Stored entries
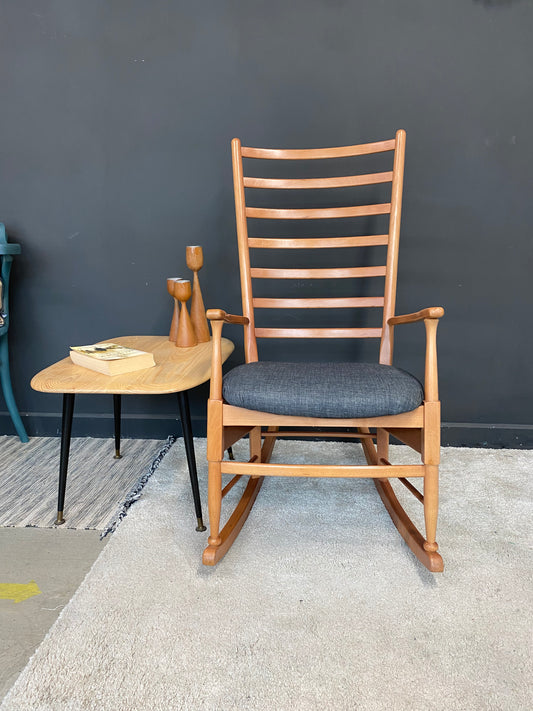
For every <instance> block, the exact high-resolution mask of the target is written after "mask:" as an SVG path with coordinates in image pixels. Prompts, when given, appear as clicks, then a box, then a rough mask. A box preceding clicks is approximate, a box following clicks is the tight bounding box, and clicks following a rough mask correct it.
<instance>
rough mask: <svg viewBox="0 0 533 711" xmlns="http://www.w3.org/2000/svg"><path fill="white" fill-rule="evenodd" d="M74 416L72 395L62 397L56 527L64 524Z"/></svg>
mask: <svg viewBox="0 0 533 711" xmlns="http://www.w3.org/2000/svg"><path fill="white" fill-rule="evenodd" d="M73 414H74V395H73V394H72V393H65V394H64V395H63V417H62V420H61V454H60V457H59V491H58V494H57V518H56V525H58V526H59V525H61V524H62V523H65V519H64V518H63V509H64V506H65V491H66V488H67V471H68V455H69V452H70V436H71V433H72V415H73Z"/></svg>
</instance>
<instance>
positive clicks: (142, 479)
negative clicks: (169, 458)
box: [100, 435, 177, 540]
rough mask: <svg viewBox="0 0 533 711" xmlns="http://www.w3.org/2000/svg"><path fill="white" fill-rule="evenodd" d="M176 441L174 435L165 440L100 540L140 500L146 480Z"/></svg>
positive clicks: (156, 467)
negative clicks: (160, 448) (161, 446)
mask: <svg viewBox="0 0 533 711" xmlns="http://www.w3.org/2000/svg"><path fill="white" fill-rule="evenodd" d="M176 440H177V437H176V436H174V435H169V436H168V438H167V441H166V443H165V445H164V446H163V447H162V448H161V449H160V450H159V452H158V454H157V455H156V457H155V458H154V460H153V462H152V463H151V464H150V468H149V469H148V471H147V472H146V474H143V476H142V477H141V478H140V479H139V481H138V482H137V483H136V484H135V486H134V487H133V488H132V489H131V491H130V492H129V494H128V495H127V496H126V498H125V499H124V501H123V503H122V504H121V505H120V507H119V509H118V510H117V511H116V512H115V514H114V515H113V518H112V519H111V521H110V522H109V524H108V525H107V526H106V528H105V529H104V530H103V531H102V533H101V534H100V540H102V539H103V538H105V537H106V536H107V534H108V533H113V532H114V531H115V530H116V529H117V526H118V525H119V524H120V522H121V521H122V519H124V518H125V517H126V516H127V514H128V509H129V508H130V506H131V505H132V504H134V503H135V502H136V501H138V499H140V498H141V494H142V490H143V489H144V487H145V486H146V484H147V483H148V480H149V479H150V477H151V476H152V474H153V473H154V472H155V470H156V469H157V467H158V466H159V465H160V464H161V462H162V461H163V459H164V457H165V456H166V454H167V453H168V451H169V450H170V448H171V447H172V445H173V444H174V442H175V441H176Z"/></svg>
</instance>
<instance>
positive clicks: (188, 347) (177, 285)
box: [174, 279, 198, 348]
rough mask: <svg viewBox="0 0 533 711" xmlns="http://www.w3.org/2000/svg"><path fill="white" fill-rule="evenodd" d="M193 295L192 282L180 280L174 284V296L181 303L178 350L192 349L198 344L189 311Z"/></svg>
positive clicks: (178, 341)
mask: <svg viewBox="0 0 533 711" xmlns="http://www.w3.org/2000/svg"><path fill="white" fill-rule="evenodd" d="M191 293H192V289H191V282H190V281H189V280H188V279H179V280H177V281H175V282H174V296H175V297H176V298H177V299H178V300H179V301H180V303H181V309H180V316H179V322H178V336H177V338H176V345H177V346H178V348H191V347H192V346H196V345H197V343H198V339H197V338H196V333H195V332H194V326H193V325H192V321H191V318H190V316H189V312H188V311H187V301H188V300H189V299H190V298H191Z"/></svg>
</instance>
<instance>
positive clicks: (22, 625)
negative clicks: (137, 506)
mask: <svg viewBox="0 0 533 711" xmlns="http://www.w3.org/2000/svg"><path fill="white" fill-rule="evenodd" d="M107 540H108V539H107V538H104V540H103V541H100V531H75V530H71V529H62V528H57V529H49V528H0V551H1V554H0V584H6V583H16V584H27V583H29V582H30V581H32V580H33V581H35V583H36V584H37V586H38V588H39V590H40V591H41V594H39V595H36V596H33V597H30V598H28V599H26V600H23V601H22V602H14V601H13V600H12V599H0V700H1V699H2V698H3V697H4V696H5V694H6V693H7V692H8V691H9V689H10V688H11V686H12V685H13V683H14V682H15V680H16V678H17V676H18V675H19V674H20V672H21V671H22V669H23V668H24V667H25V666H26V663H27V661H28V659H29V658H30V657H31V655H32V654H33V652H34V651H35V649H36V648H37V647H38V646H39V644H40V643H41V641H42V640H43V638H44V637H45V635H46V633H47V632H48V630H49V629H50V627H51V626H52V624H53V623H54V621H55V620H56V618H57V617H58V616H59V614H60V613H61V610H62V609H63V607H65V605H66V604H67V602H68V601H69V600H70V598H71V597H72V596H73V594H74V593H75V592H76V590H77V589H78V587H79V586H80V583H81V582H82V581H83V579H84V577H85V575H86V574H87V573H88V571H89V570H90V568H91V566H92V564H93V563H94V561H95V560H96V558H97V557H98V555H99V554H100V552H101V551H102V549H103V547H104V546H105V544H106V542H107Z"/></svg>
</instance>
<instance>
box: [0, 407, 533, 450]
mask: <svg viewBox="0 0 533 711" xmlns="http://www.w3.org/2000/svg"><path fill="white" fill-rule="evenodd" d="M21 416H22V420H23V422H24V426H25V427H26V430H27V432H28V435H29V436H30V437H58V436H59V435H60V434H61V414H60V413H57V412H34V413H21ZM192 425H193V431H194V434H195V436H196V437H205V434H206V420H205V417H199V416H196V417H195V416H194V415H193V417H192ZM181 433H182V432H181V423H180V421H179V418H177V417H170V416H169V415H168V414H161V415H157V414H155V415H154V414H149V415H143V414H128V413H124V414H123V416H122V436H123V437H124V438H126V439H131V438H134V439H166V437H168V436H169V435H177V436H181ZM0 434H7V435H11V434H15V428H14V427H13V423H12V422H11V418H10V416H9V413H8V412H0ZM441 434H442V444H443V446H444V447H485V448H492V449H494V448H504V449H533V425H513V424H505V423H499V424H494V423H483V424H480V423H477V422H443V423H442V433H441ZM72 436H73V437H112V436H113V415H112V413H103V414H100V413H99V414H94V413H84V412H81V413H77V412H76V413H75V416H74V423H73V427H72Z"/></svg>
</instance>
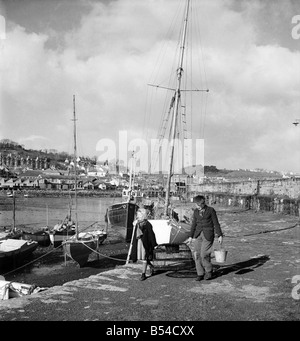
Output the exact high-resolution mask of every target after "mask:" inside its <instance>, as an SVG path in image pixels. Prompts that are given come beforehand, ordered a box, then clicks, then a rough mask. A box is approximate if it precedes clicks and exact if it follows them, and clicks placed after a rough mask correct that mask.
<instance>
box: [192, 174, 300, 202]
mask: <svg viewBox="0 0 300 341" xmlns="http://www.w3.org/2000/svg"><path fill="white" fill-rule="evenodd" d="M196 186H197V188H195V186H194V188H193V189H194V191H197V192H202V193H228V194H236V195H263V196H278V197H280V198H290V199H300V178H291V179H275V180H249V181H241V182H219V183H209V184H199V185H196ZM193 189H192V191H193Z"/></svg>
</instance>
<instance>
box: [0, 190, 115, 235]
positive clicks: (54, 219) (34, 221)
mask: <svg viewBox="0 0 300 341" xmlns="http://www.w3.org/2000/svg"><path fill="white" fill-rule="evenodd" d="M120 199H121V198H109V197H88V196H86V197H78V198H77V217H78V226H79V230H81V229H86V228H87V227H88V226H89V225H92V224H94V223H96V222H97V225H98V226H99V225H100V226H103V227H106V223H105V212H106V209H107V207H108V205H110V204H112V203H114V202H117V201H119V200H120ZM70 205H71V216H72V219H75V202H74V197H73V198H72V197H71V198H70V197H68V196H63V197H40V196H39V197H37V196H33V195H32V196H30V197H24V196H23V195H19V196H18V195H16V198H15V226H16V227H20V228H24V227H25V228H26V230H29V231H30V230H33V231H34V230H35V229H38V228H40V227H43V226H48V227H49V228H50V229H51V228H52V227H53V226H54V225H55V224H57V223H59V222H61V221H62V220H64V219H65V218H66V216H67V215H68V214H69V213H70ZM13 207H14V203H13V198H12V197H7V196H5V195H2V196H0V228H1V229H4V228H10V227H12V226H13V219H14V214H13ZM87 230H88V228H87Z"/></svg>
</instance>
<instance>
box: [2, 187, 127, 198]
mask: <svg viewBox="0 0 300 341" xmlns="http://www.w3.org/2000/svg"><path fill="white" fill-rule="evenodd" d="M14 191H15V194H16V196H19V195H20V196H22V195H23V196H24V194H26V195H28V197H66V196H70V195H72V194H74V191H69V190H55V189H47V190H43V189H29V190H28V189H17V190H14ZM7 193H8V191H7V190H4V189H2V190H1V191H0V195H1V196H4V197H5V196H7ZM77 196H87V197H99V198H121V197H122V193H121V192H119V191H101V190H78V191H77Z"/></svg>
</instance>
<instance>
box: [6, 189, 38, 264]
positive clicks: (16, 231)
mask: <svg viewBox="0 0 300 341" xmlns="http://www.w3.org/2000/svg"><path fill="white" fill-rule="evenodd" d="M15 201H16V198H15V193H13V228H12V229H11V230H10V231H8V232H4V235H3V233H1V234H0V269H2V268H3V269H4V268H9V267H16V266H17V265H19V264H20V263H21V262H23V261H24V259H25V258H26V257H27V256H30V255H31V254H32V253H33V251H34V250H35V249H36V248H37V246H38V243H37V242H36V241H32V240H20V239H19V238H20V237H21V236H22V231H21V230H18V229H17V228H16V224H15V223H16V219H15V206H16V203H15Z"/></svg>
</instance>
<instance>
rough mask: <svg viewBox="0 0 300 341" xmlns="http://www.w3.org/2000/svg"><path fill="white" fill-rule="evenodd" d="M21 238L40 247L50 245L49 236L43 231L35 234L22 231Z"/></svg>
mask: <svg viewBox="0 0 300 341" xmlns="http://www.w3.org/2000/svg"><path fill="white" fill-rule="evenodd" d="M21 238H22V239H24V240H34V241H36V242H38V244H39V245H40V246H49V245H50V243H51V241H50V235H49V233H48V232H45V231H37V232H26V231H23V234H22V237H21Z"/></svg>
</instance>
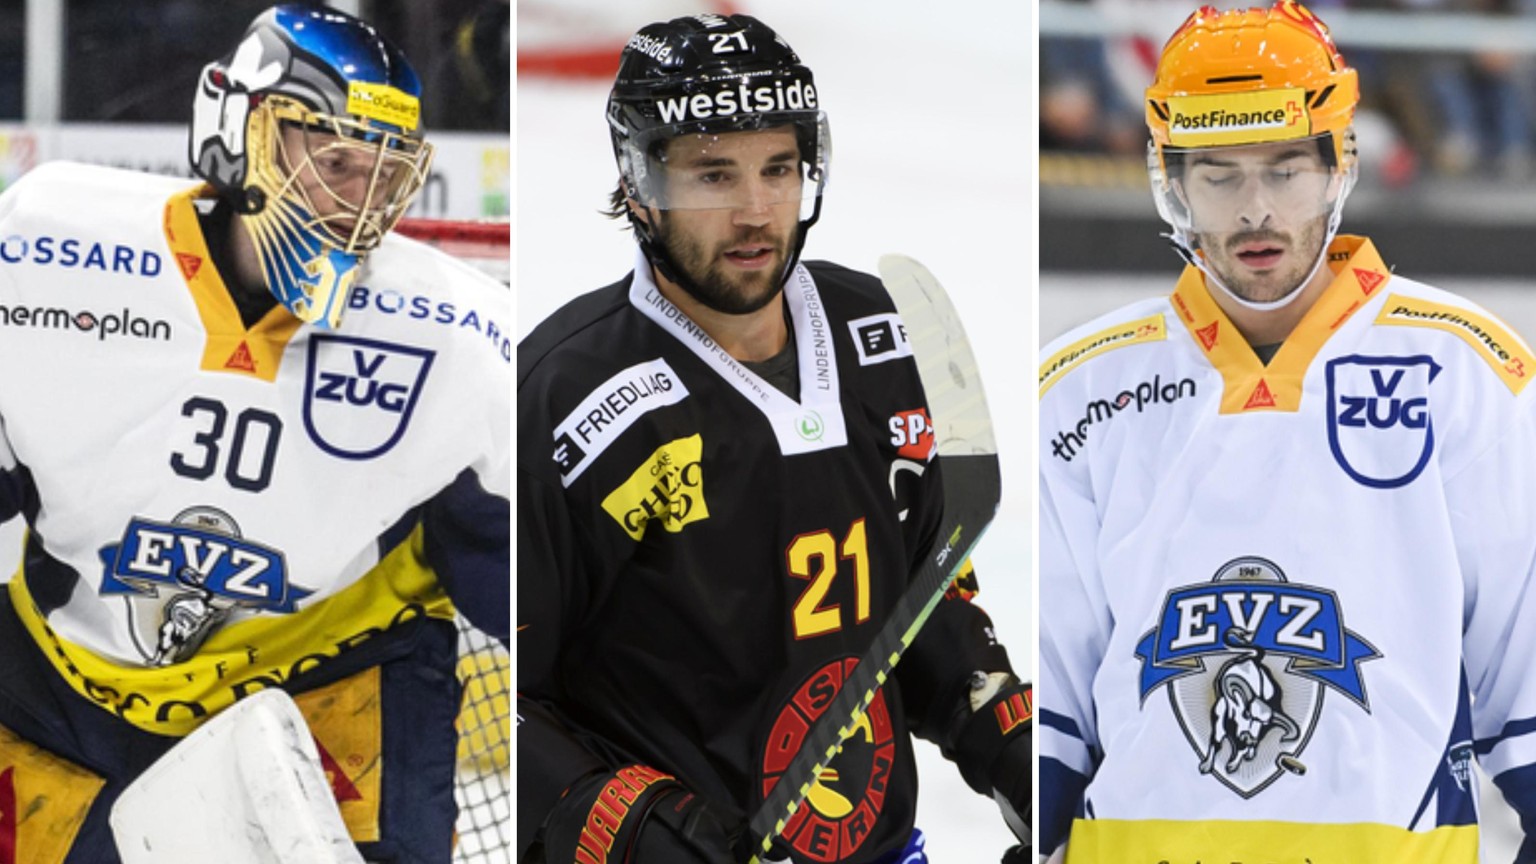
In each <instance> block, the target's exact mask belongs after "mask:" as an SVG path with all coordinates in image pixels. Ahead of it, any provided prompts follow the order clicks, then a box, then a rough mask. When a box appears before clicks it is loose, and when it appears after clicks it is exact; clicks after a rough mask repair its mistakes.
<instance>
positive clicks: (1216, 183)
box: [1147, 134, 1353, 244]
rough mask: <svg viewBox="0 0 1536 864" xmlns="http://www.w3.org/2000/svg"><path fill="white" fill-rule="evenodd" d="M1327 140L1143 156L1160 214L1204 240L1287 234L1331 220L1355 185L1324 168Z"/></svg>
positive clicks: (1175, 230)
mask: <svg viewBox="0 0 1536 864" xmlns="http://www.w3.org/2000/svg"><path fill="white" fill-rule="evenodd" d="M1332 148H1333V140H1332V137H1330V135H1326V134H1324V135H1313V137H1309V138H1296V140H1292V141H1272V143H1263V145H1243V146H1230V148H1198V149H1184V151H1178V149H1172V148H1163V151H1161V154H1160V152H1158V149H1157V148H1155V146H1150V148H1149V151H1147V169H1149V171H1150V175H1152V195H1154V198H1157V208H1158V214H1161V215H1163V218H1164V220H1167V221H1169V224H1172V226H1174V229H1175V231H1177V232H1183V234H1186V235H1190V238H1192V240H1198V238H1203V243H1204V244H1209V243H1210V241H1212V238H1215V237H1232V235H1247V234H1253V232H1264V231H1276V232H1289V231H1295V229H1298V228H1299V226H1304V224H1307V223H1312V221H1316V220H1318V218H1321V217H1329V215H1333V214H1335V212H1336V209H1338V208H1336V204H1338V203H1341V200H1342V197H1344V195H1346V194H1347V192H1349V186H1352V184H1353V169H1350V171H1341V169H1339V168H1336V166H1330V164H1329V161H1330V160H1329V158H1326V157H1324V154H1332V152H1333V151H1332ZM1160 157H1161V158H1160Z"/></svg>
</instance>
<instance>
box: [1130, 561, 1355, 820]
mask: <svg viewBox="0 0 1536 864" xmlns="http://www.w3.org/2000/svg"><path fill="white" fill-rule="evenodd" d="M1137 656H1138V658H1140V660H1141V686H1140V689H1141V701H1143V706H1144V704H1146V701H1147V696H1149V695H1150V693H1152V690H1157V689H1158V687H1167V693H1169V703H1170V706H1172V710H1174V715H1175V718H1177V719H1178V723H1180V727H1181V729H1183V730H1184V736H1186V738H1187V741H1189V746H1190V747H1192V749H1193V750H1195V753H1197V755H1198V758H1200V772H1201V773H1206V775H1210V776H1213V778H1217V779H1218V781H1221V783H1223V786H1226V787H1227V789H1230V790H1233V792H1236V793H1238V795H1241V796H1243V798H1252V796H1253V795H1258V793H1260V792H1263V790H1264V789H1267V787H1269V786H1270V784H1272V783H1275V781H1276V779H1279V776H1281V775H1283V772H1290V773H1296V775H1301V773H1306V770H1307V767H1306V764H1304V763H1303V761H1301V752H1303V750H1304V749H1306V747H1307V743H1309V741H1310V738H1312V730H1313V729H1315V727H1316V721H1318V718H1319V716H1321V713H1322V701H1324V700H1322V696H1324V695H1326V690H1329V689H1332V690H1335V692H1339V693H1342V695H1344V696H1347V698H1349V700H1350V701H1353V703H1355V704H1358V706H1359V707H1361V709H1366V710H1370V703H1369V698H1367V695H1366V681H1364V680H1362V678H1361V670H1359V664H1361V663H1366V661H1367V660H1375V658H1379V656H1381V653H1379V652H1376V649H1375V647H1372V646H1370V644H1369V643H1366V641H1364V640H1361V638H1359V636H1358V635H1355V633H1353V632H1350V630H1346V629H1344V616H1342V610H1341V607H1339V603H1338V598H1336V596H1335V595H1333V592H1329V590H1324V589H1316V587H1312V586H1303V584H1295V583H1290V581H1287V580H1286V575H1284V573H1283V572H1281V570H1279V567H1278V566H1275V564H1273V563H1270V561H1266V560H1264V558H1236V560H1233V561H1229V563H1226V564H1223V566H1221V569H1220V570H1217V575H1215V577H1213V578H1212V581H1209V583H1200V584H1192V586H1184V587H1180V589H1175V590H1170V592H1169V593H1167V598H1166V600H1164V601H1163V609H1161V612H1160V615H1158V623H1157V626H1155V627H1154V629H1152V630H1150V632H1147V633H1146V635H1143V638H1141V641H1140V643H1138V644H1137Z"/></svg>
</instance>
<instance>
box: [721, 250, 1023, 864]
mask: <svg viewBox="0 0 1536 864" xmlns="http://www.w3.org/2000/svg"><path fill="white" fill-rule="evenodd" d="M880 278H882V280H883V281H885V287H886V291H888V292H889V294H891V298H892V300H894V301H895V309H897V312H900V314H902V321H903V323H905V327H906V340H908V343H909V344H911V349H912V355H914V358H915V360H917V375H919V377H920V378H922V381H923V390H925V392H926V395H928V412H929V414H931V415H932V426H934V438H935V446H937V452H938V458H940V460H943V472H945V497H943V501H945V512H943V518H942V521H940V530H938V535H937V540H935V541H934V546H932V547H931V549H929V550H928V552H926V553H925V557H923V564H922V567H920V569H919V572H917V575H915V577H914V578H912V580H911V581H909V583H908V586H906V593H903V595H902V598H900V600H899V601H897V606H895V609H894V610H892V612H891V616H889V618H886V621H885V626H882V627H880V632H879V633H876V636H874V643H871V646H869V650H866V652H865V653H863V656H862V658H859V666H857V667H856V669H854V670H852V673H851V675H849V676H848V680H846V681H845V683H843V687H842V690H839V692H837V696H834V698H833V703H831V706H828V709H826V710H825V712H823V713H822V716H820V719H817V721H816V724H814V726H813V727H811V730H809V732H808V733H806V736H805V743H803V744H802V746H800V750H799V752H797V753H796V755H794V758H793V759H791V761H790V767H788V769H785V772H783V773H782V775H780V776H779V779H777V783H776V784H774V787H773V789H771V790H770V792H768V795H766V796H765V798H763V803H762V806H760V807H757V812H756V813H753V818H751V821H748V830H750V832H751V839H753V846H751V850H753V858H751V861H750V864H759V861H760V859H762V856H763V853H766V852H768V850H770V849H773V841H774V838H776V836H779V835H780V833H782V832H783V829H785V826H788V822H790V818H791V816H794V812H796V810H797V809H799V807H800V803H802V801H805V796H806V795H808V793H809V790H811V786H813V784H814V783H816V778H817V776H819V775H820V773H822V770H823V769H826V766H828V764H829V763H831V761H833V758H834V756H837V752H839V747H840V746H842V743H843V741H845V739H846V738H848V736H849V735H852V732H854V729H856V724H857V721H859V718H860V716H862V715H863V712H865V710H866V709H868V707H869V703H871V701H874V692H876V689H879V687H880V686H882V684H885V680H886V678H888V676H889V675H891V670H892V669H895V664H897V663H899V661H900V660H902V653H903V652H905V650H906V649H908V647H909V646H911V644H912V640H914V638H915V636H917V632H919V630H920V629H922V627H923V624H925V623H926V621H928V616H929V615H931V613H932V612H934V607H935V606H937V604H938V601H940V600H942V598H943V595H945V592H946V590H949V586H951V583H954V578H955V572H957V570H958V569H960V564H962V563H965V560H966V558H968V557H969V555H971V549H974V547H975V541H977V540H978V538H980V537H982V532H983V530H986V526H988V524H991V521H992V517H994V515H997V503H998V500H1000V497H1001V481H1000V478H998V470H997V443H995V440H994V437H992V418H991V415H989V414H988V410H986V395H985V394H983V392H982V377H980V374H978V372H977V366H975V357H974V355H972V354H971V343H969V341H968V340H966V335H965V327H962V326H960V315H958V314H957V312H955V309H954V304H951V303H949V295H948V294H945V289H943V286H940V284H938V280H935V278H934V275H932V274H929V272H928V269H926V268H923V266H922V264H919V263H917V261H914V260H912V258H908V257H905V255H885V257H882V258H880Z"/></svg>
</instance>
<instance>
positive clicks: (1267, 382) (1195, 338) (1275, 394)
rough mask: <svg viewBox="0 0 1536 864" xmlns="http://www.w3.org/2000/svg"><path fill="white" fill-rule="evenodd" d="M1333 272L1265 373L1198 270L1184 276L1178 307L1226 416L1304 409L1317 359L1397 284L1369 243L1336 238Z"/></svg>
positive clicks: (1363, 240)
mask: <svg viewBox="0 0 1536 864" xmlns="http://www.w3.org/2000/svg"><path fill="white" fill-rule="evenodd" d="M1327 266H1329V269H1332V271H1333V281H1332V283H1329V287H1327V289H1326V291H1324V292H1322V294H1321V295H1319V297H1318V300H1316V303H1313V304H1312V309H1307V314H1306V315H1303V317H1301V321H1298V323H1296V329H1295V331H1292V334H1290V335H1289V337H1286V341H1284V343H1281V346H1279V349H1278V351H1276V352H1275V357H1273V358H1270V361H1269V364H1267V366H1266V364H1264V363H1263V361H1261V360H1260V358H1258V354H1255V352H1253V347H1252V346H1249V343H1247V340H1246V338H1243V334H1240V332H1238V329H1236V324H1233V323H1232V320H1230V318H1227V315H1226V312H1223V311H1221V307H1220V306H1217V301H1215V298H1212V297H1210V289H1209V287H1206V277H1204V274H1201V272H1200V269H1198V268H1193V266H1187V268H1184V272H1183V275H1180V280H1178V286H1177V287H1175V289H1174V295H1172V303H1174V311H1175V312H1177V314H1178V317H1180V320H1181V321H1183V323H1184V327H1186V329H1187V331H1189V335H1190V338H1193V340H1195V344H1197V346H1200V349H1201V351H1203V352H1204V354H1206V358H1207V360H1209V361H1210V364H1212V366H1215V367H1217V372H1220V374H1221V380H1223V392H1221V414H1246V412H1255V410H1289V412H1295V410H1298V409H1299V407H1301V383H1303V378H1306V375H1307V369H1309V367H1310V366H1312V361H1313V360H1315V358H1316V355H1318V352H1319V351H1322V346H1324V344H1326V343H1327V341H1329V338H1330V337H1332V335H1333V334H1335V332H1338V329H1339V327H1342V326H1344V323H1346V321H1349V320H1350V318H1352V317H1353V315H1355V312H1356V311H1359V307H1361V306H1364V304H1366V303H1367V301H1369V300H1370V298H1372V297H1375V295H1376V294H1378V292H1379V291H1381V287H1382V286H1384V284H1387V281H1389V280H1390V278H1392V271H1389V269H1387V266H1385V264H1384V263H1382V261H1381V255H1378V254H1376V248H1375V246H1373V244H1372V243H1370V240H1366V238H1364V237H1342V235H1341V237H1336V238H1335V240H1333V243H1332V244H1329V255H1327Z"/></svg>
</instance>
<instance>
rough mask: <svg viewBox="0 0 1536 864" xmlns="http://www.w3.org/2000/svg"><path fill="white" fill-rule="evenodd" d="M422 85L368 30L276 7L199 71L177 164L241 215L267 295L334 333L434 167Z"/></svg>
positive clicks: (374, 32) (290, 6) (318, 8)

[Description of the task]
The required output is a verbatim repetition of the lines from the opening of the entries above through the line containing "positive clicks: (156, 467)", inclusive, with no pictures and nothing else.

[Answer box]
For every <instance> block, the exact high-resolution mask of the target is written after "mask:" as an SVG path with coordinates in image pixels. Prompts, when given, appear as clicks, then a box, then a rough mask. A box preceding clicks is approximate, a box following clicks is the tight bounding box, and clicks following a rough mask correct it.
<instance>
rough mask: <svg viewBox="0 0 533 711" xmlns="http://www.w3.org/2000/svg"><path fill="white" fill-rule="evenodd" d="M74 416L72 395L62 397L56 527L64 524Z"/></svg>
mask: <svg viewBox="0 0 533 711" xmlns="http://www.w3.org/2000/svg"><path fill="white" fill-rule="evenodd" d="M73 414H74V395H73V394H72V393H65V394H64V395H63V417H62V420H61V454H60V457H59V491H58V494H57V518H56V525H58V526H59V525H61V524H62V523H65V519H64V518H63V509H64V506H65V491H66V488H67V471H68V455H69V452H70V436H71V433H72V415H73Z"/></svg>
</instance>
<instance>
positive clicks: (142, 479)
negative clicks: (169, 458)
box: [100, 435, 177, 540]
rough mask: <svg viewBox="0 0 533 711" xmlns="http://www.w3.org/2000/svg"><path fill="white" fill-rule="evenodd" d="M176 441L174 435L165 440L100 540L140 500L146 480Z"/></svg>
positive clicks: (156, 467)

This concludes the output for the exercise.